PROBLEM TO SOLVE:
Summarize the Miss Morris thread in two sentences.

# Miss Morris



## Shipbuilder (Jun 30, 2005)

Scratchbuilt Welsh topsail schooner - 16 feet to 1 inch -


----------



## Dickyboy (May 18, 2009)

Shipbuilder said:


> Scratchbuilt Welsh topsail schooner - 16 feet to 1 inch -


Superb model (Thumb)


----------



## Shipbuilder (Jun 30, 2005)

In sea -


----------



## Farmer John (Feb 22, 2012)

I really admire all your work you post up, I cannot work neat but your models always look so crisp.

I would covered with ink from your Scale pen by now.


----------



## Shipbuilder (Jun 30, 2005)

The display case has now been completed, and the protective coating peeled off. The model is not yet fitted properly into the sea, but when it is, it will be a bit lower in the water. The background is a piece of curved white card, as I have never been very keen on the ever-popular crumpled sheet, or other distracting backgrounds. The Parker pen, of course, is there as an international size comparison. It is interesting to note that a number of professional photographers have said that the pen is distracting, and should not be included. But the pen has now become my trademark, and will remain a prominent feature of all my builds! ?.


----------



## doncontrols (Feb 17, 2007)

Great model!


----------

STORED DATA:
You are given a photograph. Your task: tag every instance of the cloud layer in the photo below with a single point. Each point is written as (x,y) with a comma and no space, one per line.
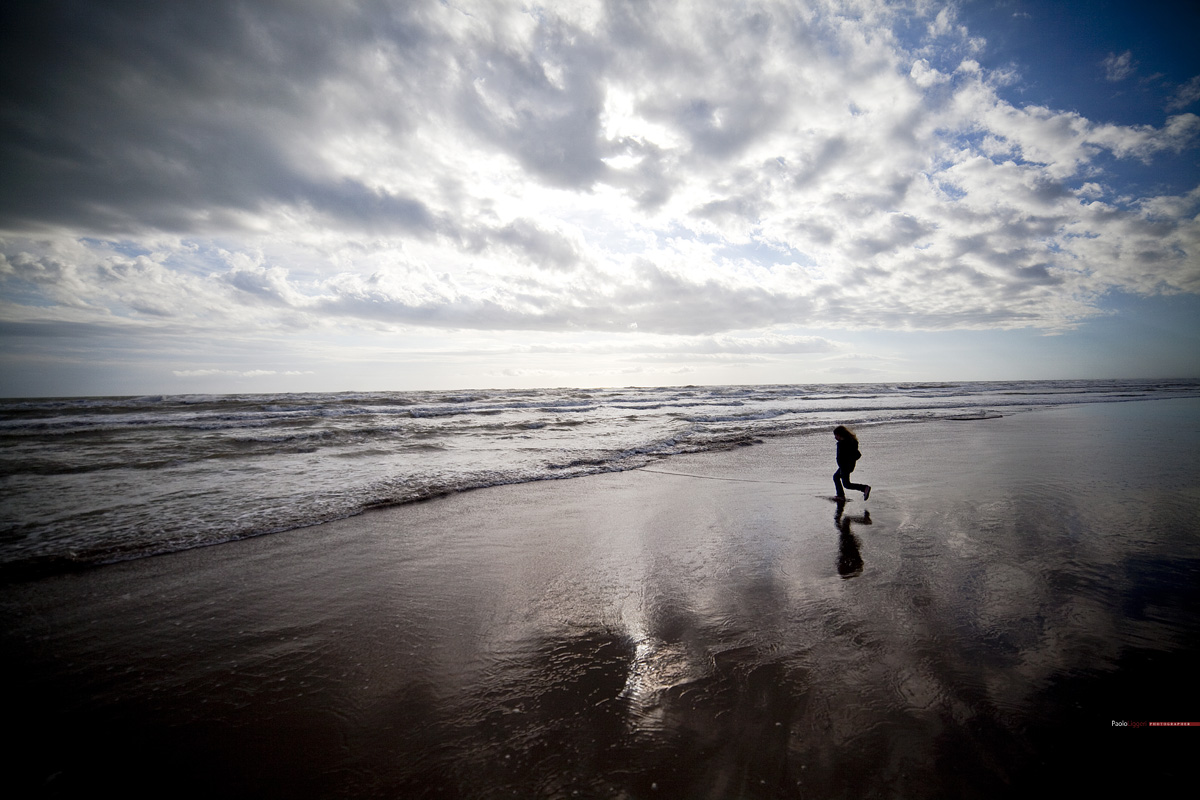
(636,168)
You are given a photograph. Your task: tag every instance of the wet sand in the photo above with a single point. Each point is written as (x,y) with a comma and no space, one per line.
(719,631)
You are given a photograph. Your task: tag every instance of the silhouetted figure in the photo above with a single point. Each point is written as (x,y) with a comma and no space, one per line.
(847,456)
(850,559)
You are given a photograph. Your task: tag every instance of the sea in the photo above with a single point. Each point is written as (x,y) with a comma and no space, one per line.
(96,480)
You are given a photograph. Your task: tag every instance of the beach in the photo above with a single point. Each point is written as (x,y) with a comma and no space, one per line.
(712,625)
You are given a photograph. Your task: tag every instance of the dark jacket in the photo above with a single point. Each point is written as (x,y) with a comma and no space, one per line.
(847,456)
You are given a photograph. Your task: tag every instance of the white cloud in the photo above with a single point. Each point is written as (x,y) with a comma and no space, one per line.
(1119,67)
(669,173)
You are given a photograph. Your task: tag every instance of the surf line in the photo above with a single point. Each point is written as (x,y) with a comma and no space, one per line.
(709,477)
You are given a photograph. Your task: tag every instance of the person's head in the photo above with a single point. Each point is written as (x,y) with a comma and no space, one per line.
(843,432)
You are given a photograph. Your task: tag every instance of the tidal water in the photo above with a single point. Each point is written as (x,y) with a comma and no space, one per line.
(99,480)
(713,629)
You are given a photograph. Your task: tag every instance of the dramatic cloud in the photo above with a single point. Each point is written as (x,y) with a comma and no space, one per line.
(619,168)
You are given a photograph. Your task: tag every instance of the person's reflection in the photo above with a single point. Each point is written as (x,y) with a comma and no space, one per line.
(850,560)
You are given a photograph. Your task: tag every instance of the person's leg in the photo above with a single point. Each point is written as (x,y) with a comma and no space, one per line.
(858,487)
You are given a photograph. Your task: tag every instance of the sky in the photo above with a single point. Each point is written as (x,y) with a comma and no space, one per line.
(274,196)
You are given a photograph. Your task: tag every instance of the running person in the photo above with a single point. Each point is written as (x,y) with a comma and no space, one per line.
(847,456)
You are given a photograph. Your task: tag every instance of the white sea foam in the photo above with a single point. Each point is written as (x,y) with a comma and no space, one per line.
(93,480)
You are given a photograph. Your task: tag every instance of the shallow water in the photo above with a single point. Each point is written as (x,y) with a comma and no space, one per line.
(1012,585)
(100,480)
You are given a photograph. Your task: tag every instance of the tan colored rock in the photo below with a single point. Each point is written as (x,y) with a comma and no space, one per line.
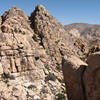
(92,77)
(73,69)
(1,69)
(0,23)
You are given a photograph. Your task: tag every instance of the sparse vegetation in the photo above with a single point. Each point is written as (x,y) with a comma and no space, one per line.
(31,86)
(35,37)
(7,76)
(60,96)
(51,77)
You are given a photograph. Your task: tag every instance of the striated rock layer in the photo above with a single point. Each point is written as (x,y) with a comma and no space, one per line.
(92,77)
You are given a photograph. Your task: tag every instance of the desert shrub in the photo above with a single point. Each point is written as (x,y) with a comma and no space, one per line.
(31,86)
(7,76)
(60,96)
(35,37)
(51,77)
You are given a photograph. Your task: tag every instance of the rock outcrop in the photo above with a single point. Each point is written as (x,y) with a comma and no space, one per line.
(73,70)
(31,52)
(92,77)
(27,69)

REPLY TO THE EXERCISE:
Shipbuilder presents a scratchbuilt Welsh topsail schooner at 16 feet to 1 inch, then shows it in a completed display case with a curved white card background and a Parker pen for international size comparison, which some professional photographers have called distracting but which has become the builder's trademark. Other posters call it a superb and great model, and one admires how crisp the builder's models always look.